### [Passage to read]
------------------------------

In other words, the profit motive itself is not sufficient to cause enshittification – not even when a for-profit firm has to answer to VCs who would shut down the company or fire its leadership in the face of unsatisfactory returns. For-profit companies chase profit. The enshittifying changes to Facebook and Twitter are cruel, but the cruelty isn't the point: the point is profits. If the fines – or criminal charges – Facebook faced for invading our privacy exceeded the ad-targeting revenue it makes by doing so, it would stop spying on us. Facebook wouldn't like it. Zuck would hate it. But he'd do it, because he spies on us to make money, not because he's a voyeur.
To stop enshittification, it is not necessary to eliminate the profit motive – it is only necessary to make enshittification unprofitable.
This is not to defend capitalism. I'm not saying there's a "real capitalism" that's good, and a "crony capitalism" or "monopoly capitalism" that's bad. All flavors of capitalism harm working people and seek to shift wealth and power from the public and democratic institutions to private interests. But that doesn't change the fact that there are, indeed, different flavors of capitalism, and they have different winners and losers. Capitalists who want to sell apps on the App Store or reach customers through Facebook are technofeudalism's losers, while Apple, Facebook, Google, and other Big Tech companies are technofeudalism's great winners.
Smart leftism pays attention to these differences, because they represent the potential fault lines in capitalism's coalition. These people all call themselves capitalists, they all give money and support to political movements that seek to crush worker power and human rights – but when the platforms win, the platforms' business customers lose. They are irreconcilably on different sides of a capitalism-v-capitalism fight that is every bit as important to them as the capitalism-v-socialism fight.

------------------------------

### [Excerpted data]
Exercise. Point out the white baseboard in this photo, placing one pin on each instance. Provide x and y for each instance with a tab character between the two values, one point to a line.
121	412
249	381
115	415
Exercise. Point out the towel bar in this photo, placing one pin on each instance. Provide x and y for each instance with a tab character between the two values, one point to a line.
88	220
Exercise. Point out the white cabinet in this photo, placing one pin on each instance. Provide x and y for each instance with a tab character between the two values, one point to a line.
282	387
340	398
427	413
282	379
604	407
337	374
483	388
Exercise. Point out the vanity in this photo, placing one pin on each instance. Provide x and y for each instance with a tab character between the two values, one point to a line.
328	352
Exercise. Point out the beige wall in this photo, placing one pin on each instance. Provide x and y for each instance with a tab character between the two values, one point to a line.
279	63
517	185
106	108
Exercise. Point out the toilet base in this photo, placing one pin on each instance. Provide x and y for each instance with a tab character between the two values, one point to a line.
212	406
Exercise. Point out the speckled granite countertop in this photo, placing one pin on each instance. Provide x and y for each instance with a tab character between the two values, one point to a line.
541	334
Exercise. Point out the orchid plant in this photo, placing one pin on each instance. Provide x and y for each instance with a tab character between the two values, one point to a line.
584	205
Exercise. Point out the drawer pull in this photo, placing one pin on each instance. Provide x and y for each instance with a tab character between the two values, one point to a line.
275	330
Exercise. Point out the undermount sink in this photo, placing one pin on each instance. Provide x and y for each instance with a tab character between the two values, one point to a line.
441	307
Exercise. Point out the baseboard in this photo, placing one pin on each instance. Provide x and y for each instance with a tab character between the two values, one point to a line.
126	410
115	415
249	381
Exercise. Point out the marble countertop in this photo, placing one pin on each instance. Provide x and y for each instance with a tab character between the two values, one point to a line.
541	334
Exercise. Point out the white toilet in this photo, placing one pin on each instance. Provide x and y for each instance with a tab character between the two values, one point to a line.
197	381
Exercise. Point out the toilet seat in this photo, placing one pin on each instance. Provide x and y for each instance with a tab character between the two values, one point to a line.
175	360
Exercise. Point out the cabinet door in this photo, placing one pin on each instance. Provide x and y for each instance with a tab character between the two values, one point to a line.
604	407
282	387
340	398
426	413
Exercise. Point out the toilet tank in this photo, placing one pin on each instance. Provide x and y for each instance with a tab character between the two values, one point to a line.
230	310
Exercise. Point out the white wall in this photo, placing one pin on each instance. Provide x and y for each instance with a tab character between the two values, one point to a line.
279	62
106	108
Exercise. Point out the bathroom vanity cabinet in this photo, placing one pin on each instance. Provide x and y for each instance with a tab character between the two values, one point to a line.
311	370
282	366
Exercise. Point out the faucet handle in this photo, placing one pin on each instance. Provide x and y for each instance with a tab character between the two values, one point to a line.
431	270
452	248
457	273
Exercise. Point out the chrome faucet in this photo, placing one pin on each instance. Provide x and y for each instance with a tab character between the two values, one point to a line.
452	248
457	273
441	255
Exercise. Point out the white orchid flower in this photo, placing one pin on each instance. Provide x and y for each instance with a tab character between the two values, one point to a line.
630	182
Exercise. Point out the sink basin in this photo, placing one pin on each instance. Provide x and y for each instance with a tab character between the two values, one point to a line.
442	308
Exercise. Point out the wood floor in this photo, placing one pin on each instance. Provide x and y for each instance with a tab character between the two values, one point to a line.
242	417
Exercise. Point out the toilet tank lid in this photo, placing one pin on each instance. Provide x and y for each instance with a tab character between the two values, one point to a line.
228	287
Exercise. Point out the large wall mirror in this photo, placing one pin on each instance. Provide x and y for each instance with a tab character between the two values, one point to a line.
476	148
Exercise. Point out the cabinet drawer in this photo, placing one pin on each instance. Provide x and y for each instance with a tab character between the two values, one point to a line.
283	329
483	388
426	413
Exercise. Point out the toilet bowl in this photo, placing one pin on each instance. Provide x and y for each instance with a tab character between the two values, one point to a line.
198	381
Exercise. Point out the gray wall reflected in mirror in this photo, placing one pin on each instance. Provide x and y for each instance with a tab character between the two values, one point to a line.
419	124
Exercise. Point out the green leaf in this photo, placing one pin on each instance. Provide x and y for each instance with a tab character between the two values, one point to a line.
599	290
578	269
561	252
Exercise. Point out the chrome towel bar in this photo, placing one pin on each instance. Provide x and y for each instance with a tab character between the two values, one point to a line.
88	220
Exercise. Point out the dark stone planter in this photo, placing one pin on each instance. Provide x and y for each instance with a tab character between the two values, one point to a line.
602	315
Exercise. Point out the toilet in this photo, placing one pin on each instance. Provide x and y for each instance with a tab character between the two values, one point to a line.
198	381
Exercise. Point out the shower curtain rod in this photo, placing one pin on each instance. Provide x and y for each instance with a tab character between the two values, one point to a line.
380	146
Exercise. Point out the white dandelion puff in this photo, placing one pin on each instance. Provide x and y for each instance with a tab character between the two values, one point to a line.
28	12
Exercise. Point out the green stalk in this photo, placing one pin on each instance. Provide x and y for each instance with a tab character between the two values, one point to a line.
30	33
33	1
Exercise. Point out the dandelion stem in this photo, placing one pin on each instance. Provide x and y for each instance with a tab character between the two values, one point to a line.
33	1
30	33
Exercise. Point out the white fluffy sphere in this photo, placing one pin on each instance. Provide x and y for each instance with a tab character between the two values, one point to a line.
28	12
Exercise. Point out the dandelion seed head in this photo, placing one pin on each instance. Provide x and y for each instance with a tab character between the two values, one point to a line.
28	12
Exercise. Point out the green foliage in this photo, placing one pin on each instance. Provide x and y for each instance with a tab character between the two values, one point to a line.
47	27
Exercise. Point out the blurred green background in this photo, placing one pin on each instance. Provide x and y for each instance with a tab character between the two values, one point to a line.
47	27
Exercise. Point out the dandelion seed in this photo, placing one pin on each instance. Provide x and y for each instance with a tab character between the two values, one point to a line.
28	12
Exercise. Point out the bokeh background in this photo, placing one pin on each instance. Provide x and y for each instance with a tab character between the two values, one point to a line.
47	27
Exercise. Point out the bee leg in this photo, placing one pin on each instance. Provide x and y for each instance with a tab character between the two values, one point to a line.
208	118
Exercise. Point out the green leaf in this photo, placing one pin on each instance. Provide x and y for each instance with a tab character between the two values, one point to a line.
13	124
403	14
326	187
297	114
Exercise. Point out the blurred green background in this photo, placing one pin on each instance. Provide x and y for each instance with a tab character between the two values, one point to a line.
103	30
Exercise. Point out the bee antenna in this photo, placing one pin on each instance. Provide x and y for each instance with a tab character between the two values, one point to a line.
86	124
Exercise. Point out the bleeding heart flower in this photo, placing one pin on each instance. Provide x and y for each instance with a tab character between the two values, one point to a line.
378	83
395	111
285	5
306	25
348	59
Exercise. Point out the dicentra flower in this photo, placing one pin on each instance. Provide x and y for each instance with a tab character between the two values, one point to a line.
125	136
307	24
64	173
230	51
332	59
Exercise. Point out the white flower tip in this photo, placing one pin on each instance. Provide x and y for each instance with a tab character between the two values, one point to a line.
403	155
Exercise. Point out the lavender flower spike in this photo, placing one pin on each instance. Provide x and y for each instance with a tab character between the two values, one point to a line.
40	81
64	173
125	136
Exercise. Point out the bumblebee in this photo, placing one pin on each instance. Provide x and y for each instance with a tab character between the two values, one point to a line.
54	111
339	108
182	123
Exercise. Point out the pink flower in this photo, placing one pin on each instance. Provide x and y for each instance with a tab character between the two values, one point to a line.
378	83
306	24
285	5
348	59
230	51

------------------------------

### [Problem 1]
Answer the following questions using the passage on enshittification.
(a) For what reason, according to the passage, does Zuck spy on us?
(b) What does the passage say is necessary to stop enshittification?
(c) Which companies does the passage call technofeudalism's great winners?
### [Problem 2]
Reproduce the portion of the passage on enshittification that begins at the words "In other words, the" and stops after "he's a voyeur.", substituting "income" for "revenue".

### [Written solution 1]
(a) He spies on us to make money, not because he's a voyeur.
(b) It is only necessary to make enshittification unprofitable.
(c) Apple, Facebook, Google, and other Big Tech companies.

### [Written solution 2]
In other words, the profit motive itself is not sufficient to cause enshittification – not even when a for-profit firm has to answer to VCs who would shut down the company or fire its leadership in the face of unsatisfactory returns. For-profit companies chase profit. The enshittifying changes to Facebook and Twitter are cruel, but the cruelty isn't the point: the point is profits. If the fines – or criminal charges – Facebook faced for invading our privacy exceeded the ad-targeting income it makes by doing so, it would stop spying on us. Facebook wouldn't like it. Zuck would hate it. But he'd do it, because he spies on us to make money, not because he's a voyeur.